*YOUR ASSIGNMENT*
Each line from the one that has "job: trace every instance of the bmc" through the end of the entries below must be written out exactly; leave out all other lines.
┌─ STUDY MATERIAL
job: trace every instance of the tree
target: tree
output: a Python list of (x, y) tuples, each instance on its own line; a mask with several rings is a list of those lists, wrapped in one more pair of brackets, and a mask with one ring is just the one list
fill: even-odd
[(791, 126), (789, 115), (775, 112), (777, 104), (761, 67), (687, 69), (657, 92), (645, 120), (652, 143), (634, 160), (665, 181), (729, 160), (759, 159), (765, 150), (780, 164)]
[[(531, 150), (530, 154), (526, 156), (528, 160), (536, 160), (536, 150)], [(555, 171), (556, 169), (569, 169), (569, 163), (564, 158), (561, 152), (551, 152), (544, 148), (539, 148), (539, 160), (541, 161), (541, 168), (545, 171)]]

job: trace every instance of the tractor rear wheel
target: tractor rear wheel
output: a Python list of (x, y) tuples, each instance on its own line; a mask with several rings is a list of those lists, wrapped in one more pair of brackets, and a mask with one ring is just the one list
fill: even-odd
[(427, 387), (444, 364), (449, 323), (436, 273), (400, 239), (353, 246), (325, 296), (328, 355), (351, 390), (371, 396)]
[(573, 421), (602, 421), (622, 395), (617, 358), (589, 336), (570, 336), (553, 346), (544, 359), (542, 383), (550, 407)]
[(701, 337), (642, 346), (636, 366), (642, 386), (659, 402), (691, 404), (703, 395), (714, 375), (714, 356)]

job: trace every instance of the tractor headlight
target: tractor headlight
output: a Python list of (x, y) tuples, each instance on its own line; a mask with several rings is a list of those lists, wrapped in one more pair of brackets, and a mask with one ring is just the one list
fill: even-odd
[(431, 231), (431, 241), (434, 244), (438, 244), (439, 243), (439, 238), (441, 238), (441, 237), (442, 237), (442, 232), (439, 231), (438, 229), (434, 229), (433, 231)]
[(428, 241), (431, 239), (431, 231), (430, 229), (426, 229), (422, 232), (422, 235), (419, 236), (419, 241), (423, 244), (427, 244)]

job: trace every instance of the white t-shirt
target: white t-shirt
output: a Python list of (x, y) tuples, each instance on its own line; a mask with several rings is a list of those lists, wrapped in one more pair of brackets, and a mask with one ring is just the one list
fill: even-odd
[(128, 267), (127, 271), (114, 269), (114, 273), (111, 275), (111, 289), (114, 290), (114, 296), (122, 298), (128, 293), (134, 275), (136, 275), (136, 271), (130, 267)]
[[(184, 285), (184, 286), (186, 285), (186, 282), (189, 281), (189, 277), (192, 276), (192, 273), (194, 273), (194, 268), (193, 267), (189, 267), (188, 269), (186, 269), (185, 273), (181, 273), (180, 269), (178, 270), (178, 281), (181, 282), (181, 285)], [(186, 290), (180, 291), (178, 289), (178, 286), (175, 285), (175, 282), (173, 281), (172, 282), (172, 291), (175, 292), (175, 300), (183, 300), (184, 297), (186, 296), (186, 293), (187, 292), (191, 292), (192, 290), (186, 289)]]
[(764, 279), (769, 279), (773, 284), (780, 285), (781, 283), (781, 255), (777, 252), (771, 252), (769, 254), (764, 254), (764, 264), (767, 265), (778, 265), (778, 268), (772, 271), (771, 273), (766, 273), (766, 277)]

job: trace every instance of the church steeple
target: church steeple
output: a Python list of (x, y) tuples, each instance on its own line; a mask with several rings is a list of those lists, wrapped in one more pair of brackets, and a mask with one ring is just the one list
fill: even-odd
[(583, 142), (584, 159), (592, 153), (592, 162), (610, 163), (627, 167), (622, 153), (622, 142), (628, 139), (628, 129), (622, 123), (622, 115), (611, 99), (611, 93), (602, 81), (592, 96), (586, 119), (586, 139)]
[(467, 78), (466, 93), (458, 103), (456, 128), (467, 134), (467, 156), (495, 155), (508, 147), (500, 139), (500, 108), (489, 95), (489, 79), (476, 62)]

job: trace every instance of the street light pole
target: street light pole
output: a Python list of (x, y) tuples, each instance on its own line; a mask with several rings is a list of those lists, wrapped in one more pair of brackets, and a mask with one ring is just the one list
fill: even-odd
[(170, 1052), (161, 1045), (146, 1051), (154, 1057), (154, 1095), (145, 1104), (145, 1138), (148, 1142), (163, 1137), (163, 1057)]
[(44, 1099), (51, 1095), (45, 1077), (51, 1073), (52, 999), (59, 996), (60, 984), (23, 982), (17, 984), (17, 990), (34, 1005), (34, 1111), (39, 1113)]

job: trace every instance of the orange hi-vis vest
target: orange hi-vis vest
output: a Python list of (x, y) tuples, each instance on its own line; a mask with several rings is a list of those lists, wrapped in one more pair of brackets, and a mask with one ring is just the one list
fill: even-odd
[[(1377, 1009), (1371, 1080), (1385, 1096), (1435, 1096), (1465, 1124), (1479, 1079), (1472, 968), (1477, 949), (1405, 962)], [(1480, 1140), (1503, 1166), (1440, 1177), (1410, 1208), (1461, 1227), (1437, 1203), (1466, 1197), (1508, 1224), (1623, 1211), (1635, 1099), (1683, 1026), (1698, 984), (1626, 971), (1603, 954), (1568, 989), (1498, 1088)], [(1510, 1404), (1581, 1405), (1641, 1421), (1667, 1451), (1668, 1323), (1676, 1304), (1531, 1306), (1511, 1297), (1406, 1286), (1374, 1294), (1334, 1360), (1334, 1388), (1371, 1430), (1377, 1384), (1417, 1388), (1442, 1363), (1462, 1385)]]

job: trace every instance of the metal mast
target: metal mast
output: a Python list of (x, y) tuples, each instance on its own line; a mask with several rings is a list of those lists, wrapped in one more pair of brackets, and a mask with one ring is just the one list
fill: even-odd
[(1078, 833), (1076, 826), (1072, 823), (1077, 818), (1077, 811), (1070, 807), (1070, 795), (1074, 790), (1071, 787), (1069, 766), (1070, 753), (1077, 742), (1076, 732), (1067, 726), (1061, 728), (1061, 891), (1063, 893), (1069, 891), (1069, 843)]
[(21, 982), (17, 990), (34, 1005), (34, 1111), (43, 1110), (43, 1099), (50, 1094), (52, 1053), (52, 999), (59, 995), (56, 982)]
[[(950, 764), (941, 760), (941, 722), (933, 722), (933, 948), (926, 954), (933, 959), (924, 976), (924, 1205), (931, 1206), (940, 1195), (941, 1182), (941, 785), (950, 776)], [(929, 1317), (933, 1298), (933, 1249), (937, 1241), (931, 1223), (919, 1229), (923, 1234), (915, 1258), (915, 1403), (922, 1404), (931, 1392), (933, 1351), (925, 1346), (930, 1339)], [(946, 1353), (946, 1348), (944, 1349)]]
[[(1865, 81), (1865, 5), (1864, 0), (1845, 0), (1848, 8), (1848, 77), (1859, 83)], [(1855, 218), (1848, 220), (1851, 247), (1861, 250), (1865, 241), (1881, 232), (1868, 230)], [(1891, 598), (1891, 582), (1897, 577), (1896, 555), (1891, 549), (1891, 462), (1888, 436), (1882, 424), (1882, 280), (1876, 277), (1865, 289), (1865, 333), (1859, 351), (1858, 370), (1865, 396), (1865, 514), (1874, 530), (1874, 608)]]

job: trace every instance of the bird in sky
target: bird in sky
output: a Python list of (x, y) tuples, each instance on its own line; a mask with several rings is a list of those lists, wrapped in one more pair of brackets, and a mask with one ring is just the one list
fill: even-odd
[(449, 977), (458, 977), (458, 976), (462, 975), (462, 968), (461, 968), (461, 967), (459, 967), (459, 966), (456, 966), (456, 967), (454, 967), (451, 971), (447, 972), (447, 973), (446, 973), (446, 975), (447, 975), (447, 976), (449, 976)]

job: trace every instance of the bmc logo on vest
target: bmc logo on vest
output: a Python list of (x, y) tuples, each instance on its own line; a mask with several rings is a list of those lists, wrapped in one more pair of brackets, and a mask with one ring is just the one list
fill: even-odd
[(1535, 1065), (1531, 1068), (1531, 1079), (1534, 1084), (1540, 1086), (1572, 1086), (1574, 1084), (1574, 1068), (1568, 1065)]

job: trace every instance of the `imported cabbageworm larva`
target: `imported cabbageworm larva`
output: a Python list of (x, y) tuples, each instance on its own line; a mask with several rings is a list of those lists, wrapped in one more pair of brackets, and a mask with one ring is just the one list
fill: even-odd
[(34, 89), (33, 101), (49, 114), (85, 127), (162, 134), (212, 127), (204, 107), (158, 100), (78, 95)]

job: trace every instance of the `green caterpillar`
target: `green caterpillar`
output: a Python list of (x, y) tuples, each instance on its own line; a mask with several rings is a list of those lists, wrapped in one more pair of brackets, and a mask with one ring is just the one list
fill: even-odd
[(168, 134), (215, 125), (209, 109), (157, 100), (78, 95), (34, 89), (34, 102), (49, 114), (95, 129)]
└─
*SOLVED PROBLEM*
job: trace every instance of the bmc logo on vest
target: bmc logo on vest
output: a Python list of (x, y) tuples, each instance on its own line; a mask with several rings is a list of those lists, wrapped in one more pair of brackets, and a mask with one ring is just the one list
fill: even-odd
[(1535, 1065), (1531, 1068), (1531, 1079), (1534, 1084), (1540, 1086), (1572, 1086), (1574, 1084), (1574, 1068), (1568, 1065)]

job: trace every instance of the `imported cabbageworm larva`
target: `imported cabbageworm larva`
output: a Python list of (x, y) tuples, each instance on its own line; a mask with several rings is a list of those lists, wrapped in one more pair of brackets, and a mask with one ring is just the one list
fill: even-odd
[(34, 89), (33, 101), (49, 114), (85, 127), (162, 134), (212, 127), (204, 107), (158, 100), (78, 95)]

job: trace every instance of the `green caterpillar`
target: `green caterpillar`
output: a Python list of (x, y) tuples, each instance on its own line; a mask with several rings is a list of those lists, wrapped in one more pair of brackets, and a mask with one ring is just the one list
fill: even-odd
[(168, 134), (215, 125), (209, 109), (157, 100), (78, 95), (34, 89), (34, 102), (49, 114), (95, 129)]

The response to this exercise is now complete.